* **Given text**:
*** Begin section ***
When you have Martin Scorsese producing and Stephen Frears directing you are bound to get something intriguing, and The Grifters is just that. It’s a Neo-Noir starring John Cusack (no Lloyd Dobler), Angelica Huston and Annette Benning. It’s got everything you can expect with a title like that from small-time swindling and horse races in La Jolla to deadly Femme Fatales with shady intent.
The film really has three stars in the above, but at the center of it is young grifter Roy (Cusack) who has been doing nicely for himself ever since he went off on his own. But his type of life does not come without a price. Lilly (Huston) is an old vet who has worked all the angles for a long time and now she is in the service of one tyrant of a bookie named Bobo. She hasn’t seen her son for 8 years, and all of sudden she comes back into his life finding him in need of medical attention. Their reunion is far from civil.
*** End section ***
* **Data items**:
*** Begin section ***
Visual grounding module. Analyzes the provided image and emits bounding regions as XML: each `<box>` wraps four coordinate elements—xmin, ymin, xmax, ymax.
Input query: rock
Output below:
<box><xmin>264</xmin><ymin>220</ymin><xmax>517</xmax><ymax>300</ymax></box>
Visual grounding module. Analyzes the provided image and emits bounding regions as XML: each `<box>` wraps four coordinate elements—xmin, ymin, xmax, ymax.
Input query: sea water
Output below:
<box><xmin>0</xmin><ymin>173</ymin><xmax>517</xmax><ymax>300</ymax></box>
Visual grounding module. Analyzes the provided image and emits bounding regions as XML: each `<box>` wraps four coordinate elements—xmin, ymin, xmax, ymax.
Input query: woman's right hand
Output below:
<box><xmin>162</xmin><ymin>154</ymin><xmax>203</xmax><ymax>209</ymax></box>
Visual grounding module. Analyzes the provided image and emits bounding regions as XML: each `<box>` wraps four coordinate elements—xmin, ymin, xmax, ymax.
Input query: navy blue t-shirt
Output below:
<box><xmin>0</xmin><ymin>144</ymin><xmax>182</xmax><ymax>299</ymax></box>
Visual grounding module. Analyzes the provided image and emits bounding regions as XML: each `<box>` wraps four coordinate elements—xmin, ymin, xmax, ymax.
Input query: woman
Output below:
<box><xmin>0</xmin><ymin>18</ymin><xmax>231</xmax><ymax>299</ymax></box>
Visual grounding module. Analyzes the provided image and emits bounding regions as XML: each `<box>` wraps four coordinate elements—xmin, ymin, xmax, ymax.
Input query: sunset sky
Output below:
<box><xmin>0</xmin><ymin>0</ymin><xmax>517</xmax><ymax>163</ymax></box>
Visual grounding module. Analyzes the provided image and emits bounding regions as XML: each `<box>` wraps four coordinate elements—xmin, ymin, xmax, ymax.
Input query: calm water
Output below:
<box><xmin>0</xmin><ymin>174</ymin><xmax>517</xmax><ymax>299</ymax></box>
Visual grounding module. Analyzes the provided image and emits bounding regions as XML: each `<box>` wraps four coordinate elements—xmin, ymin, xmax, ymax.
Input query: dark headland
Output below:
*** End section ***
* **Work to be completed**: Rewrite the stretch of the text about The Grifters from "When you have" through "with shady intent.", swapping "swindling" for "cheating".

* **Task result**:
When you have Martin Scorsese producing and Stephen Frears directing you are bound to get something intriguing, and The Grifters is just that. It’s a Neo-Noir starring John Cusack (no Lloyd Dobler), Angelica Huston and Annette Benning. It’s got everything you can expect with a title like that from small-time cheating and horse races in La Jolla to deadly Femme Fatales with shady intent.